Selected excerpt

|Years||1954 (8o unplaced)
1957 (8o 4th)
|Clubs||Barnes Ladies RC, United Universities Women’s RC|
The photo above is the United Universities eight that won at the News of the World Serpentine Regatta in 1959. Cox: Margaret Frankel, stroke: Sheila Beningfield, 7: Pauline Baillie Reynolds, 6: Dorothea Newman, 5: Zona Howard, 4: Barbara Philipson, 3: Brenda Coates, 2: Ann Burditt, bow: Liz Ballinger.
Getting into rowing
Dorothea was in her early 20s and training as a physiotherapist at St Thomas’s Hospital when she took up rowing. “I knew about it because my brother rowed for his school and then in the RAF so I thought I’d have a go myself,” explains Dorothea. She’d also been encouraged to try it by Dr Violet ‘Pug’ Cyriax, whom she’d met during her studies and who had been part of the famous 1938 women’s rowing tour to Australia. The event which finally prompted her to do something about learning to row was watching the Olympic regatta at Henley in 1948. With her interest thoroughly piqued, she says, “I got a rowing Almanack and looked up women’s clubs and the one I fancied was Barnes Ladies ARC – they’d had a very good season – so I asked if I could join them. There was a vacancy and I started!”
In 1954, the Women’s ARA decided that the way to get the fastest eight for the first official European Women’s Rowing Championships would be to put together a composite eight from the best oarswomen who put themselves forward. This is obviously a familiar concept today, but was completely radical at the time as the GB men’s team was made up entirely of whole-club crews and the very idea of removing an oarsman from his club for to train with a National crew was considered to be borderline unethical.
For the women’s team in particular the idea made a lot of sense, at least in theory. There were far, far fewer women rowing than men but also a disproportionately larger number of clubs (if you consider the number of members per club) because there was no one-to-one mapping between clubs and boathouses or even boats; a single boathouse could house many clubs, as was the case with Green’s Boathouse at Barnes Bridge where Barnes Ladies ARC was based, where boats often belonged to the boathouse operator and were just rented by the hour to the different clubs.
When the plan to put together the composite eight was announced, Dorothea remembers, “People said, ‘Oh why don’t you have a go?’ And I did and it so happened they had another place and we had a trial and I was in!”

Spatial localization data

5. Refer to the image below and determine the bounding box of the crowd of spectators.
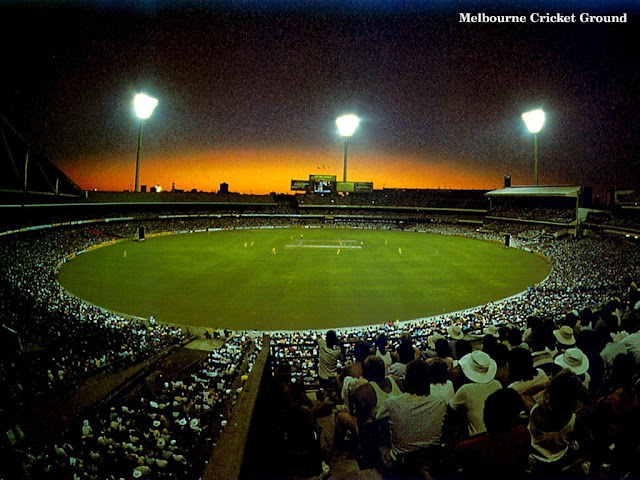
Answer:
[300,294,640,478]
[0,214,640,478]
[23,335,260,480]
[488,205,576,224]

Tasks for this exercise
A. In the rowing profile, transcribe the passage from "1957 (8o 4th)" to "bow: Liz Ballinger.".
B. Answer these questions using the rowing profile:
(i) Where was Dorothea training as a physiotherapist when she took up rowing?
(ii) What event finally prompted her to learn to row?
(iii) At which boathouse was Barnes Ladies ARC based?
C. Write the next part of the rowing profile, picking up after its final sentence.

Numbered answers
A.
1957 (8o 4th)
|Clubs||Barnes Ladies RC, United Universities Women’s RC|
The photo above is the United Universities eight that won at the News of the World Serpentine Regatta in 1959. Cox: Margaret Frankel, stroke: Sheila Beningfield, 7: Pauline Baillie Reynolds, 6: Dorothea Newman, 5: Zona Howard, 4: Barbara Philipson, 3: Brenda Coates, 2: Ann Burditt, bow: Liz Ballinger.

B.
(i) St Thomas's Hospital
(ii) Watching the Olympic regatta at Henley in 1948
(iii) Green's Boathouse at Barnes Bridge

C.
Although her crew was selected in the late winter, it didn’t get any side-by side race practice as there were no women’s eights regattas by the time they were felt to be ready to race. Out of the five eights in the event at Women’s European Rowing Championships, which were raced over just four lanes because of the low numbers of entries, the GB crew was the one not to make the final.
After the 1954 Championships, encouraged by Pam Barber who had been the single sculler and was also a Barnes Ladies member, Dorothea left Barnes Lades and joined the United Universities Women’s BC (stern pair of the 1954 eight were from UU) as they had become the ambitious women’s club who were boating serious eights when Barnes Ladies just weren’t. She remained a loyal UU member for the rest of her rowing career, transferring to Thames RC when the club merged with them in 1973.
Dorothea stroked the UU eight that was selected as a club crew to be the GB eight at the 1957 Women’s European Rowing Championships (the idea of a composite having been abandoned by this point because although it theoretically produces a better crew, the logistics involved in doing so outweighed the advantages). This time they did a lot of racing in preparation although this was mostly only against domestic opposition, but they scored a pleasing win against a Dutch club crew at the Serpentine Regatta.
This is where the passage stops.